**PROBLEM STATEMENT**
Print every line of the following data without changing anything.

Collected data
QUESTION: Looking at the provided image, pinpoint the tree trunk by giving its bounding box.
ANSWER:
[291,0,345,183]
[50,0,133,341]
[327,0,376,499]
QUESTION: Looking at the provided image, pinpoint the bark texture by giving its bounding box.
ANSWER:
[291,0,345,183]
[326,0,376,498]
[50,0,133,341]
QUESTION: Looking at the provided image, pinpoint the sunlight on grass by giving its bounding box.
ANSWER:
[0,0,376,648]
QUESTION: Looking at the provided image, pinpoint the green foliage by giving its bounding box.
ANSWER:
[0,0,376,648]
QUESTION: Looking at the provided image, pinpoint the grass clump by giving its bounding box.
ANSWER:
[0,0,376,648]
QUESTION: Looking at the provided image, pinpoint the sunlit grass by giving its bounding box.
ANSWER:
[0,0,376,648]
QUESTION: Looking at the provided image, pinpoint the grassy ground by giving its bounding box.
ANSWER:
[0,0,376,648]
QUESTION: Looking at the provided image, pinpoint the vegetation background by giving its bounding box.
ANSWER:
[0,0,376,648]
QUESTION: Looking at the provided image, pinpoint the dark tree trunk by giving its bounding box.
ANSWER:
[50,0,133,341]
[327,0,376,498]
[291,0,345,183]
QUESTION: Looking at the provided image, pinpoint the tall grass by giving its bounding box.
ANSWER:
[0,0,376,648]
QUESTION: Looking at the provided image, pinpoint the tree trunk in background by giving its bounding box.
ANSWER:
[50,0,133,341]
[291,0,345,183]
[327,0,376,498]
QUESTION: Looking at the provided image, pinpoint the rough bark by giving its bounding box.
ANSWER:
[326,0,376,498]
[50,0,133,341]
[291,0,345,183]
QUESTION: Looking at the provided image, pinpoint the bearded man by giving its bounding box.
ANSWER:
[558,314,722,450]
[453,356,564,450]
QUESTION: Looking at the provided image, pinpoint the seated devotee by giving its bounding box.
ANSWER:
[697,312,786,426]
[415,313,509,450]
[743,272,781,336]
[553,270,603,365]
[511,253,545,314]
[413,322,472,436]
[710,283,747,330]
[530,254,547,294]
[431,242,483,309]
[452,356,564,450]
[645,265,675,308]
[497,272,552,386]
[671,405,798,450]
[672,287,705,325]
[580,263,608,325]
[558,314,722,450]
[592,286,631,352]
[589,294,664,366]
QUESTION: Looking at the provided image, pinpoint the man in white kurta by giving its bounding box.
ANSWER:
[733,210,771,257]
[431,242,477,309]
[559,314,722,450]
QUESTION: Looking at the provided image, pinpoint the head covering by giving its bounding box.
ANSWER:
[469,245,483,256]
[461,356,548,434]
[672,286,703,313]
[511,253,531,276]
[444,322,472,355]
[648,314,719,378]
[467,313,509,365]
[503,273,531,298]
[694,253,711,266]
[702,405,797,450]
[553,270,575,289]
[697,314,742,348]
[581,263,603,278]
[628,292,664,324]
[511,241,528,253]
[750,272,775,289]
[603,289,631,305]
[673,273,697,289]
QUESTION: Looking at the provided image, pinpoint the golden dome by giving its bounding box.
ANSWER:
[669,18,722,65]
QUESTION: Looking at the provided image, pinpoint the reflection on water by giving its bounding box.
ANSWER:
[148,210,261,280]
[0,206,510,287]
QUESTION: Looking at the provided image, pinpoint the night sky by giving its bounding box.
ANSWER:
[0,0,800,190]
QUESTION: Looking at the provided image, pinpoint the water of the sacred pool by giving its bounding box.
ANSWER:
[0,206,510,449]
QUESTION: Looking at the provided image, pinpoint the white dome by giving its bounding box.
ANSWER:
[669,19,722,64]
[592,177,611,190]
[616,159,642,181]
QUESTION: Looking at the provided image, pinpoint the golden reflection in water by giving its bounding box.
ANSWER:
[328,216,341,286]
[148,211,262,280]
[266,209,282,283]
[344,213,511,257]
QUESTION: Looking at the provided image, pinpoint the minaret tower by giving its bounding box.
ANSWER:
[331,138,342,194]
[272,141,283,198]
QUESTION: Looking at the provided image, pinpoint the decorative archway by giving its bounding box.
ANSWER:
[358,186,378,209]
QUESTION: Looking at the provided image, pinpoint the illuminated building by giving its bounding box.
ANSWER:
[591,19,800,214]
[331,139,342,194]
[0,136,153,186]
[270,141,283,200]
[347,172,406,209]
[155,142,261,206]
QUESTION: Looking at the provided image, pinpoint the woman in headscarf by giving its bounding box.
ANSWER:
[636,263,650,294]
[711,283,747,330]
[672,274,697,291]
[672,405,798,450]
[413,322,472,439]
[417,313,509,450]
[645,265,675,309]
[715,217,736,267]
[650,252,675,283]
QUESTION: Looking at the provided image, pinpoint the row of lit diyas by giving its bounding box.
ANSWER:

**WORKED SOLUTION**
QUESTION: Looking at the provided image, pinpoint the tree trunk by giving its bounding box.
ANSWER:
[291,0,345,183]
[50,0,133,341]
[327,0,376,499]
QUESTION: Looking at the provided image, pinpoint the bark texture by giving its bounding box.
ANSWER:
[291,0,345,183]
[326,0,376,498]
[50,0,133,341]
QUESTION: Looking at the provided image, pinpoint the sunlight on grass by giving its bounding box.
ANSWER:
[0,0,376,648]
QUESTION: Looking at the provided image, pinpoint the green foliage by giving its bounding box.
ANSWER:
[0,0,376,648]
QUESTION: Looking at the provided image, pinpoint the grass clump by giving its bounding box.
ANSWER:
[0,0,376,648]
QUESTION: Looking at the provided image, pinpoint the sunlit grass by giving its bounding box.
ANSWER:
[0,0,376,648]
QUESTION: Looking at the provided image, pinpoint the grassy ground by giving its bounding box.
ANSWER:
[0,0,376,648]
QUESTION: Looking at the provided image, pinpoint the vegetation background by giving its bounding box.
ANSWER:
[0,0,376,648]
QUESTION: Looking at the provided image, pinpoint the dark tree trunk by giving its bounding box.
ANSWER:
[50,0,133,341]
[327,0,376,498]
[291,0,345,183]
QUESTION: Looking at the provided image, pinpoint the tall grass by giving its bounding box.
ANSWER:
[0,0,376,648]
QUESTION: Looking at the provided image, pinpoint the tree trunk in background by giving its bounding box.
ANSWER:
[50,0,133,341]
[291,0,345,183]
[327,0,376,498]
QUESTION: Looking at the provided image, pinpoint the rough bark by giving its bounding box.
ANSWER:
[326,0,376,498]
[50,0,133,341]
[291,0,345,183]
QUESTION: Looking at the provided image, pinpoint the bearded man by giving its bounding box.
ANSWER:
[558,314,722,450]
[453,356,564,450]
QUESTION: Looking at the provided image, pinpoint the seated devotee by giving its bounding box.
ANSWER:
[697,312,786,426]
[415,313,509,450]
[743,272,781,336]
[553,270,603,365]
[511,253,545,314]
[413,322,472,436]
[710,283,747,330]
[530,254,547,294]
[431,242,483,309]
[452,356,564,450]
[645,265,675,308]
[497,272,552,386]
[671,405,798,450]
[672,287,705,325]
[580,263,608,325]
[558,314,722,450]
[592,286,631,352]
[589,294,664,366]
QUESTION: Looking at the provided image, pinpoint the man in white kurta by giving its bounding box.
ANSWER:
[733,210,771,257]
[431,242,477,309]
[559,314,722,450]
QUESTION: Looking at the provided image, pinpoint the head covering by giving its bounding box.
ANSWER:
[469,245,483,256]
[461,356,548,434]
[672,286,703,313]
[511,253,531,276]
[444,322,472,355]
[648,314,719,378]
[467,313,509,365]
[503,273,531,298]
[694,253,711,266]
[702,405,797,450]
[553,270,575,289]
[697,314,742,348]
[581,263,603,278]
[628,292,664,324]
[511,241,528,253]
[750,272,775,289]
[603,289,631,305]
[673,273,697,289]
QUESTION: Looking at the provided image, pinpoint the golden dome by giving its bounding box.
ANSWER:
[669,18,722,65]
QUESTION: Looking at the provided image, pinpoint the reflection on water by giving its bounding box.
ANSWER:
[148,210,261,280]
[0,206,510,287]
QUESTION: Looking at the provided image, pinpoint the night sky by giving its bounding box.
ANSWER:
[0,0,800,190]
QUESTION: Looking at the provided image, pinpoint the water of the sacred pool by giving its bounding box.
ANSWER:
[0,206,510,449]
QUESTION: Looking at the provided image, pinpoint the white dome by giving its bounding box.
ANSWER:
[669,19,722,64]
[592,177,611,190]
[616,159,642,181]
QUESTION: Looking at the provided image, pinpoint the golden reflection in water by giving its bounding box.
ANSWER:
[328,216,341,286]
[148,211,262,280]
[266,209,282,283]
[344,213,511,257]
QUESTION: Looking at the provided image, pinpoint the minaret tower by giving its bounding box.
ANSWER:
[331,138,342,194]
[272,141,283,198]
QUESTION: Looking at the provided image, pinpoint the decorative archway by giving its bounding box.
ANSWER:
[358,186,378,209]
QUESTION: Looking at the provided image, pinpoint the illuminated building by giving its bounding box.
ANSWER:
[591,19,800,214]
[331,139,342,194]
[0,136,153,186]
[270,141,283,200]
[347,172,406,209]
[155,142,261,206]
QUESTION: Looking at the provided image, pinpoint the woman in headscarf by giving its bounding box.
ANSWER:
[636,263,650,294]
[711,283,747,330]
[672,274,697,291]
[672,405,798,450]
[413,322,472,439]
[417,313,509,450]
[645,265,675,309]
[715,217,736,267]
[650,252,675,283]
QUESTION: Looking at the provided image, pinpoint the row of lit diyas by giving its bounding box.
ANSWER:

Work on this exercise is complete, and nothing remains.